Cosa fare: Prosegui il brano sulla gestione europea dei migranti al confine greco, ripartendo dopo la sua ultima frase.

Estratto della fonte:
━━━━━━━━━━

L’inerzia in Libia, l’incapacità di leggere e di reggere le trame russe o americane in Medio Oriente, l’ostinazione nel considerare emergenziale l’evidenza dei flussi migratori, trattati sempre e soltanto come un pericolo e mai come un’opportunità, fanno dell’Europa un attore che senza vergogna giunge a rinnegare i principi su cui si è fondata.
Lo scorso 4 marzo la presidente della Commissione europea Ursula Von der Leyen ha ringraziato di persona il premier greco Kyriakos Mitsotakis per il contenimento alle frontiere, sottolineando che «La Grecia è lo scudo dell’Europa». Solo due giorni prima un bambino affogava al largo dell’isola di Lesbo e un video diventato virale mostrava la Guardia Costiera greca sparare contro un barcone di persone inermi, mentre sul fiume Evros si contavano altre vittime e migranti disperati venivano denudati e picchiati dai militari greci. Interventi avallati qualche giorno dopo dal portavoce della Commissione europea Eric Mamer, che ha ammesso l’utilizzo delle armi da fuoco «a seconda dalle circostanze». Con una manciata di parole, i massimi rappresentanti di Bruxelles hanno concesso la loro benedizione alla brutalità delle forze armate nei respingimenti e dato il via libera agli estremisti di destra che a Lesbo e a Chios attaccavano operatori umanitari e giornalisti, cercando di fare terra bruciata della rete di sostegno faticosamente costruita dalle ong in questi anni.

━━━━━━━━━━

(Dati di origine)
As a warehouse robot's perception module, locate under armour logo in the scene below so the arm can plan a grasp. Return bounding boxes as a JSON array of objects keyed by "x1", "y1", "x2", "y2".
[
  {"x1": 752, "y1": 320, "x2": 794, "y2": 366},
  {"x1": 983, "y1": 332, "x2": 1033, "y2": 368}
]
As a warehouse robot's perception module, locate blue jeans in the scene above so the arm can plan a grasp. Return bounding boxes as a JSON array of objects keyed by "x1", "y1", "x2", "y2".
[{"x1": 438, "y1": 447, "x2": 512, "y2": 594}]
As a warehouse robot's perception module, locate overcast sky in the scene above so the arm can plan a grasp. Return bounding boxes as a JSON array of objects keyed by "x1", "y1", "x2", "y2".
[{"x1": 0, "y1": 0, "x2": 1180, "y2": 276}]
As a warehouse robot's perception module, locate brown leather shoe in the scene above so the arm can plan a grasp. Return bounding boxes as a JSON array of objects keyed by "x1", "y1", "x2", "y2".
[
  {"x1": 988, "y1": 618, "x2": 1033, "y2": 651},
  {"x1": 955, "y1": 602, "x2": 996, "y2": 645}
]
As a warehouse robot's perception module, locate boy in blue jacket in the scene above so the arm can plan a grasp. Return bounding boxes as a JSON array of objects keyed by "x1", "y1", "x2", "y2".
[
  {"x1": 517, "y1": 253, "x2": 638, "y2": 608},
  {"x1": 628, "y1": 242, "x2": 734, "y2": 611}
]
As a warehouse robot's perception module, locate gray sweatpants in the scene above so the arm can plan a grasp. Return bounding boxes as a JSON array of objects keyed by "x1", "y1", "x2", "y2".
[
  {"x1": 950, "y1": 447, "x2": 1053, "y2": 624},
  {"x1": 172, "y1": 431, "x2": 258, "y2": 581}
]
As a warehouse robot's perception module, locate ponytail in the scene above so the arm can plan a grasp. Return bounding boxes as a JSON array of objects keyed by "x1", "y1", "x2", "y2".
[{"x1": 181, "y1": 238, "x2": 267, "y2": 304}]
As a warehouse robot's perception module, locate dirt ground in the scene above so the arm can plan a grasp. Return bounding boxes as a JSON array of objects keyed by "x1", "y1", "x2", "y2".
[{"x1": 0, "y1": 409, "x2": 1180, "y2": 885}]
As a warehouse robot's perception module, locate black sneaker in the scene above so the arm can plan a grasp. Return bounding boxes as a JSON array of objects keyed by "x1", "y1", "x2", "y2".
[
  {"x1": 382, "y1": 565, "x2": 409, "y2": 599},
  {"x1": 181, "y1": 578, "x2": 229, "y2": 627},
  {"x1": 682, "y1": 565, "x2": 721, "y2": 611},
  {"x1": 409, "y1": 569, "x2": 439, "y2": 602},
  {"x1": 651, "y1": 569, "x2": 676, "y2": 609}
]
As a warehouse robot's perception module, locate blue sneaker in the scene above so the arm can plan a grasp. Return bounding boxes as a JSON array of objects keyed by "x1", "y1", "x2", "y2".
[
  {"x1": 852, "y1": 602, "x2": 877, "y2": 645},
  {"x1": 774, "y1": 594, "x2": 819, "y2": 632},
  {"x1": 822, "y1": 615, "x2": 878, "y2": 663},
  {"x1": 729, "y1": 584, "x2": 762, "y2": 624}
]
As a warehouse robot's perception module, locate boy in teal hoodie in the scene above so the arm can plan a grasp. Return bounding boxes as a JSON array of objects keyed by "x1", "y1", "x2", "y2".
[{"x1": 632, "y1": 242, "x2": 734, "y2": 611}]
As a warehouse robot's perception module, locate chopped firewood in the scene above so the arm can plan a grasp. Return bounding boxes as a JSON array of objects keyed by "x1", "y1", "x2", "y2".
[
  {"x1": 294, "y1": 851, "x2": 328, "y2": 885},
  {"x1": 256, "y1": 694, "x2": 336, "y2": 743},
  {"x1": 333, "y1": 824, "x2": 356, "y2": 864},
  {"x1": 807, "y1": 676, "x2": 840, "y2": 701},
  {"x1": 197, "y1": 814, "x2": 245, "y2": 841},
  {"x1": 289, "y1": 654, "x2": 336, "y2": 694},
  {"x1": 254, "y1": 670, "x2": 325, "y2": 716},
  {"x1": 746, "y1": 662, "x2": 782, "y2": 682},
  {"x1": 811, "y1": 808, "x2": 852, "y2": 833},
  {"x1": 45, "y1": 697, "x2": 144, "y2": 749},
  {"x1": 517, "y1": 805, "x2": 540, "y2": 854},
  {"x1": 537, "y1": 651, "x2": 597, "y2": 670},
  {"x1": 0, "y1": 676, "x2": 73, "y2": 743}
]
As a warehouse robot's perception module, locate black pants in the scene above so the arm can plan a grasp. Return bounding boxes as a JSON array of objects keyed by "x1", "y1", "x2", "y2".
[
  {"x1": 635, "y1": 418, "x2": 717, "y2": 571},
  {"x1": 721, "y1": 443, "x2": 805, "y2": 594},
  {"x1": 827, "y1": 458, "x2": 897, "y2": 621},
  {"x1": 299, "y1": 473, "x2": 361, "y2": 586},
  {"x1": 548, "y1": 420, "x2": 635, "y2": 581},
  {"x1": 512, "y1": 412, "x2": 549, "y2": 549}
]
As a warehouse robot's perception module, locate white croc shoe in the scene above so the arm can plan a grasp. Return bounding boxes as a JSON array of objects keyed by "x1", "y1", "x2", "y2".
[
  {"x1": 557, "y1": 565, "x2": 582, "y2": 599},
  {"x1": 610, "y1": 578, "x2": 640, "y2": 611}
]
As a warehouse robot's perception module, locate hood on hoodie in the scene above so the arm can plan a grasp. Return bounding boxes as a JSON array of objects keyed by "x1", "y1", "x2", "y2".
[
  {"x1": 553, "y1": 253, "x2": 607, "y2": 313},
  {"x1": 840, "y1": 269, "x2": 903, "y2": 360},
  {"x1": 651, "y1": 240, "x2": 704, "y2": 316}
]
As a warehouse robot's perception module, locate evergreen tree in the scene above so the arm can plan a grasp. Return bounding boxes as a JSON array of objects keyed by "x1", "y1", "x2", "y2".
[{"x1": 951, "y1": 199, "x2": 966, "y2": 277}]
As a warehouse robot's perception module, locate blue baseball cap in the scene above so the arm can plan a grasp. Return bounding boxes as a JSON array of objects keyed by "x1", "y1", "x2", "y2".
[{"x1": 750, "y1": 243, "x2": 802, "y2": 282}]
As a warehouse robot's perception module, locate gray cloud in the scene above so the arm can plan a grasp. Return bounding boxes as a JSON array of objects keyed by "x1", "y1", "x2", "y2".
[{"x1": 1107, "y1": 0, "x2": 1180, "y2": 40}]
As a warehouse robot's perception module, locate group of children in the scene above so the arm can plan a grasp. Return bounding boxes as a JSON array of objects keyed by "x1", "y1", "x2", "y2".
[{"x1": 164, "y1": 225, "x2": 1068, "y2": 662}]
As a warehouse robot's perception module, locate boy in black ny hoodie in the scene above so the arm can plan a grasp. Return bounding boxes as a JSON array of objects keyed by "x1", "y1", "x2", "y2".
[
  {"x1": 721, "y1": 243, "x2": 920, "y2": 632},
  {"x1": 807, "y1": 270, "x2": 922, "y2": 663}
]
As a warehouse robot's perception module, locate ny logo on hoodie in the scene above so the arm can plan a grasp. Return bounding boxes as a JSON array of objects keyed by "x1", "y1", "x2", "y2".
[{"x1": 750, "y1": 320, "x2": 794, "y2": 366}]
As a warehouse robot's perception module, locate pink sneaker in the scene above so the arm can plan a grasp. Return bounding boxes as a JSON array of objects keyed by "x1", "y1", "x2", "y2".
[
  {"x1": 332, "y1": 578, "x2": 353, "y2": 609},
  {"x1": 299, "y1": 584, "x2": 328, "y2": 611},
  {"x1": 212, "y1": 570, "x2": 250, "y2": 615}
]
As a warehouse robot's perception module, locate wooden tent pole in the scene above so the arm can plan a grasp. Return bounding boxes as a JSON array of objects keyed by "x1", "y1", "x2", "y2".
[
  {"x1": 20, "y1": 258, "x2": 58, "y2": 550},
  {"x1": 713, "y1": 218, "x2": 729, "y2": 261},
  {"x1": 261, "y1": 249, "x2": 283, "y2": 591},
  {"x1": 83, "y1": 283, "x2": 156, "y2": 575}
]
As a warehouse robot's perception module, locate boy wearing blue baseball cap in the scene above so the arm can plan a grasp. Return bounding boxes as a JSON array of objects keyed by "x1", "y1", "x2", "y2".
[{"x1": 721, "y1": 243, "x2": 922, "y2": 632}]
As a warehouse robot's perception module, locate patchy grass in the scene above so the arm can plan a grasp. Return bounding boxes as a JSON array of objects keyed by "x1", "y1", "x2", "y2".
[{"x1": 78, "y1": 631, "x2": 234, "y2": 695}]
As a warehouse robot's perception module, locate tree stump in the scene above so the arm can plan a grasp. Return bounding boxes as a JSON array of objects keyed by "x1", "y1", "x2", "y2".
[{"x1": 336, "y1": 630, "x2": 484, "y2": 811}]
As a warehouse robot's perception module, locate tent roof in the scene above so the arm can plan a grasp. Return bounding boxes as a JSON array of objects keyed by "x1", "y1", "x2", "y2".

━━━━━━━━━━

Risposta:
E ancora non è tutto. Il governo greco, con una misura straordinaria, ha deciso che dal 1° marzo non si potranno più avanzare richieste d’asilo per un mese, violando in questo modo la Convenzione di Ginevra e la Dichiarazione universale dei diritti umani del 1948. Chi è riuscito nonostante tutto ad approdare in questi giorni nelle isole greche verrà deportato in un centro chiuso nel nord del paese, in attesa di improbabili rimpatri, mentre i 40mila disperati che da mesi, se non addirittura anni, languiscono nei centri di transito sono in preda al panico, in attesa di capire che cosa ne sarà di loro. Non lo sanno i rifugiati, non lo sanno gli operatori umanitari e non lo sanno forse nemmeno i massimi rappresentanti di Bruxelles, che non a caso hanno sorvolato in elicottero e poi si sono tenuti a debita distanza dal confine terrestre. Guardare finalmente negli occhi queste persone, non considerarli numeri da (non) gestire ma esseri umani, rischia di essere un’esperienza troppo dura per i loro colletti inamidati.
È un punto di non ritorno.
Rimangono le Ong a tentare di rendere meno drammatica, e meno vergognosa, l’idea di Europa che si presenta agli occhi di chi pensava di essersi lasciato alle spalle l’abisso del male e si ritrova in un inferno ancora peggiore.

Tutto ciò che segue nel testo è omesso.